* _What you should do_: Only the run of lines from the one containing "Could you please indicate the microwave" through the last line should be returned, exactly as written.
..............................
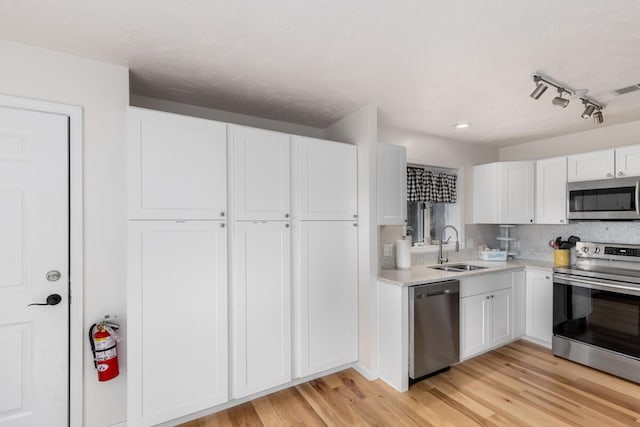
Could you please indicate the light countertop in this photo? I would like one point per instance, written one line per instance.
(421, 274)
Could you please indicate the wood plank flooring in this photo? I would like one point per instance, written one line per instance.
(521, 384)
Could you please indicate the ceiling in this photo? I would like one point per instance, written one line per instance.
(426, 64)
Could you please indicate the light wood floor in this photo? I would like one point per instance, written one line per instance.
(520, 384)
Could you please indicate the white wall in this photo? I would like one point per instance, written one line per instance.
(599, 138)
(434, 151)
(102, 90)
(361, 128)
(224, 116)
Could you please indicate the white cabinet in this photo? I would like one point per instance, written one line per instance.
(327, 297)
(176, 166)
(392, 184)
(261, 306)
(327, 179)
(260, 185)
(628, 161)
(551, 191)
(485, 313)
(540, 305)
(593, 165)
(519, 289)
(177, 319)
(503, 193)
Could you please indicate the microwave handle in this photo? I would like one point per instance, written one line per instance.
(637, 194)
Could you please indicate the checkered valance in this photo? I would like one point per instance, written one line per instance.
(424, 185)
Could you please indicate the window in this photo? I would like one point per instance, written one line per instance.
(432, 204)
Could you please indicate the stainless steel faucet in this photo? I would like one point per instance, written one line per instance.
(441, 259)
..............................
* _Solution to this problem_:
Could you please indicate the microwave handle in this photo? I would like one point per instance, written one line per instance.
(637, 194)
Could you please indicate the checkered valance in this photo? I would like one point per instance, written one line per instance.
(424, 185)
Could you please indicate the window in this photo? I would like one point per instance, written one line per instance.
(432, 204)
Could you please indicate the stainless steel faucet in this photo? I would like one point per instance, written one line per instance.
(441, 259)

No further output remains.